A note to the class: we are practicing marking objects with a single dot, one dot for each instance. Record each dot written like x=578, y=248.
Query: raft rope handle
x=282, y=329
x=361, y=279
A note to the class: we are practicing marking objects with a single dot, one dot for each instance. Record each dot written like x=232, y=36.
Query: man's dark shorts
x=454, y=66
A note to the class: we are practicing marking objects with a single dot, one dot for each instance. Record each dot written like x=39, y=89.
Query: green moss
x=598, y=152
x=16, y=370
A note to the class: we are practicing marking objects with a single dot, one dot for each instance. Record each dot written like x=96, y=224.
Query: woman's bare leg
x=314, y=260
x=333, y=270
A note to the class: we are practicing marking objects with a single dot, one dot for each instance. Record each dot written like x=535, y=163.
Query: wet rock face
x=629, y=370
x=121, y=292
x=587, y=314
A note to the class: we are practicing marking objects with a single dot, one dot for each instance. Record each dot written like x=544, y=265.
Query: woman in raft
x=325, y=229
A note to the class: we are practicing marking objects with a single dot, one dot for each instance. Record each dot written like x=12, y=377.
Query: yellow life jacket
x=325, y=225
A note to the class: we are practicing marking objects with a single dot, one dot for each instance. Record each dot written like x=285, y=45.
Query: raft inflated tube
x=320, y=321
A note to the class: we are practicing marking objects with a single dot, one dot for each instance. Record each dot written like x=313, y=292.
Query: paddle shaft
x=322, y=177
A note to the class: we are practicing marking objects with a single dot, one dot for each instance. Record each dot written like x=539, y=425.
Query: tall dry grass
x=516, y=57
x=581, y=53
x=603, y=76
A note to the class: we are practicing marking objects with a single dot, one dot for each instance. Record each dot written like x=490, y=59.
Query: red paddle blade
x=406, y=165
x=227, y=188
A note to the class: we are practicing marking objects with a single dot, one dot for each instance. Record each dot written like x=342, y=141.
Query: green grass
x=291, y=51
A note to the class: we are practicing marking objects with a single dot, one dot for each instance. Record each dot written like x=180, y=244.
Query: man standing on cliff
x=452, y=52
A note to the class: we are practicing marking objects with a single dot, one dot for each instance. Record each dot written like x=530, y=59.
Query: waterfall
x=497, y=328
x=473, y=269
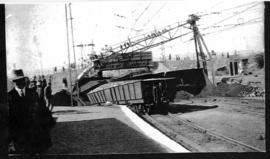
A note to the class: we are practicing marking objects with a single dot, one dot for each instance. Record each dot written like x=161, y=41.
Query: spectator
x=29, y=124
x=40, y=93
x=43, y=82
x=48, y=96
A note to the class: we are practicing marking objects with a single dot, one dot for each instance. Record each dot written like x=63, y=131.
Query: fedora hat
x=17, y=74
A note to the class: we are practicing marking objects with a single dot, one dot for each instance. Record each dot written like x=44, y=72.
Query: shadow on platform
x=62, y=98
x=100, y=136
x=179, y=108
x=66, y=112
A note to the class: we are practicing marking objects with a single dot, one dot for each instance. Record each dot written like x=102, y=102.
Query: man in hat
x=48, y=96
x=40, y=92
x=21, y=100
x=27, y=119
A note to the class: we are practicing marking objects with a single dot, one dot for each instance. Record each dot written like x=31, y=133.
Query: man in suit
x=29, y=122
x=21, y=102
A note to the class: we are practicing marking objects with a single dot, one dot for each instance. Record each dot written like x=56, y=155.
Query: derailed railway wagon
x=142, y=96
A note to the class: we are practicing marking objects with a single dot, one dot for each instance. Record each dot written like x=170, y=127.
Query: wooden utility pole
x=74, y=54
x=70, y=80
x=199, y=42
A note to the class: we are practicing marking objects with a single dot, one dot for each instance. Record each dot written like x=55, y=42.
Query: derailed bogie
x=142, y=96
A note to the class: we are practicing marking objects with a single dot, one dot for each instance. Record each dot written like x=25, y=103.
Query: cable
x=146, y=8
x=156, y=13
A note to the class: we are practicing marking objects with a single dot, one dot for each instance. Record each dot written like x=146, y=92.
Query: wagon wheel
x=135, y=108
x=146, y=109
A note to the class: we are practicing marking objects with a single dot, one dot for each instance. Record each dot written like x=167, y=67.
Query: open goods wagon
x=142, y=96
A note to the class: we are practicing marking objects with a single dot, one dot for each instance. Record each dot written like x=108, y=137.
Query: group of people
x=30, y=116
x=43, y=89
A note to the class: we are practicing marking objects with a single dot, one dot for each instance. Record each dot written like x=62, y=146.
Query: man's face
x=20, y=83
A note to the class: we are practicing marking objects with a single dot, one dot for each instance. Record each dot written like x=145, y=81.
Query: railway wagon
x=142, y=96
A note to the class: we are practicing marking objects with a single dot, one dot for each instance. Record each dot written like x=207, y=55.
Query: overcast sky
x=36, y=33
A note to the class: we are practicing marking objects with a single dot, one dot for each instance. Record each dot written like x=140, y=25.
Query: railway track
x=194, y=137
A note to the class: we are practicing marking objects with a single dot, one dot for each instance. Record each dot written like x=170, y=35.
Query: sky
x=36, y=35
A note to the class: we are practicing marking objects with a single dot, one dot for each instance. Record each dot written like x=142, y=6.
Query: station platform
x=106, y=130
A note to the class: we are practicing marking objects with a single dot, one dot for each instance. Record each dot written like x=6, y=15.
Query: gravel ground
x=236, y=118
x=98, y=130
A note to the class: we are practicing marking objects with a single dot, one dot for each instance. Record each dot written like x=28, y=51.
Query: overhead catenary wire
x=155, y=14
x=137, y=19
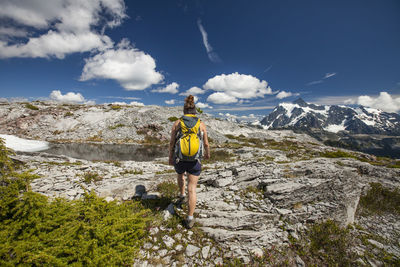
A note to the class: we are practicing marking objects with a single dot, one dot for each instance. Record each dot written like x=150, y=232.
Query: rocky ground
x=261, y=192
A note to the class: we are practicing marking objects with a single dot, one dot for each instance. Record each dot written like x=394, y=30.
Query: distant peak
x=300, y=102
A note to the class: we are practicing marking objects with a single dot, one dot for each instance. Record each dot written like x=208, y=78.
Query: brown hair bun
x=189, y=107
x=189, y=102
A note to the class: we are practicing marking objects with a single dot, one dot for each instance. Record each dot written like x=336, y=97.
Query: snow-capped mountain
x=361, y=120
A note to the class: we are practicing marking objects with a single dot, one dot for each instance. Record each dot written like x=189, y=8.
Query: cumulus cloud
x=221, y=98
x=212, y=55
x=193, y=91
x=203, y=105
x=69, y=97
x=236, y=86
x=326, y=76
x=171, y=88
x=329, y=74
x=135, y=103
x=384, y=102
x=283, y=94
x=57, y=27
x=131, y=68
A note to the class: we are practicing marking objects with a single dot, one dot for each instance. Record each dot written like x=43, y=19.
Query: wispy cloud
x=268, y=69
x=245, y=108
x=327, y=75
x=213, y=56
x=122, y=97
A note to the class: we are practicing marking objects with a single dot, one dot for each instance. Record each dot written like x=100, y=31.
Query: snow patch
x=289, y=108
x=24, y=145
x=335, y=128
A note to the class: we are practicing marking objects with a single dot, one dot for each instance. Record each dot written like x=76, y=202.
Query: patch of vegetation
x=251, y=192
x=115, y=107
x=219, y=155
x=95, y=138
x=266, y=158
x=166, y=171
x=230, y=136
x=69, y=114
x=168, y=189
x=136, y=172
x=116, y=126
x=30, y=106
x=90, y=177
x=86, y=232
x=379, y=200
x=326, y=244
x=337, y=154
x=56, y=132
x=172, y=119
x=6, y=163
x=65, y=163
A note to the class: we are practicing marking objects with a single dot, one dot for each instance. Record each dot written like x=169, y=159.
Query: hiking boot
x=188, y=223
x=181, y=200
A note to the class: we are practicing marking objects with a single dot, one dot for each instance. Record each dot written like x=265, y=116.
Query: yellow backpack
x=189, y=145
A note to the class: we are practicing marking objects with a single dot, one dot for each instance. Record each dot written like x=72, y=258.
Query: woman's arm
x=205, y=141
x=172, y=143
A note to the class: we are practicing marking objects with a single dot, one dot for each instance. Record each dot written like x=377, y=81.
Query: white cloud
x=329, y=74
x=69, y=97
x=194, y=91
x=246, y=108
x=283, y=94
x=60, y=27
x=55, y=44
x=203, y=105
x=171, y=88
x=236, y=86
x=315, y=82
x=221, y=98
x=130, y=67
x=135, y=103
x=384, y=102
x=349, y=101
x=335, y=100
x=213, y=56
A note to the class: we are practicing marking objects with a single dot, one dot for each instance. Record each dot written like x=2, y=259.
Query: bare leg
x=181, y=183
x=192, y=185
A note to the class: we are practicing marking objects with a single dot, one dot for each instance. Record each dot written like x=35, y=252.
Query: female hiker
x=188, y=140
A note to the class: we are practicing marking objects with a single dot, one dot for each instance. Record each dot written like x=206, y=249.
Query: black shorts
x=192, y=167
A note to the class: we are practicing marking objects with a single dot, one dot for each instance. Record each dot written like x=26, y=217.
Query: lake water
x=105, y=152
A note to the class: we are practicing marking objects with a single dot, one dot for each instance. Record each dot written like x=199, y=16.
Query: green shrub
x=337, y=154
x=172, y=119
x=219, y=155
x=116, y=107
x=88, y=232
x=168, y=189
x=116, y=126
x=379, y=199
x=30, y=106
x=331, y=243
x=6, y=164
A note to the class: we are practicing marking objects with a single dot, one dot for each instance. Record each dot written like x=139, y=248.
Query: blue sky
x=239, y=57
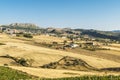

* * * * * * * * *

What the task asks => Take the first line of the material above as the start and the line that contains "like x=544, y=265." as the end. Output only that span, every line exactly as it stands.

Exercise response =>
A note to the class: we are practicing marking objects with a single dot, one dot for each instance. Record each dot written like x=578, y=248.
Query: raft rope handle
x=282, y=329
x=361, y=279
A note to the class: we are practicing marking objects with a single dot, one dot for each instance. Record each dot written like x=232, y=36.
Query: man's dark shorts
x=454, y=66
A note to the class: we are practicing marking objects with a single dot, one dot for each instance. Record each dot written like x=39, y=89.
Query: green moss
x=598, y=152
x=16, y=370
A note to the class: we are practicing marking objects with a single dot, one dot for each instance. Record each dot written like x=96, y=224.
Query: woman's bare leg
x=314, y=260
x=333, y=270
A note to the class: we are practicing marking objects with a single dot, one dot for each instance. Record each dot written like x=535, y=163.
Query: wet rock face
x=629, y=370
x=121, y=292
x=587, y=314
A note to the class: we are practicing marking objects with a single dot, one dot for each instance. Record each dot written like x=544, y=265.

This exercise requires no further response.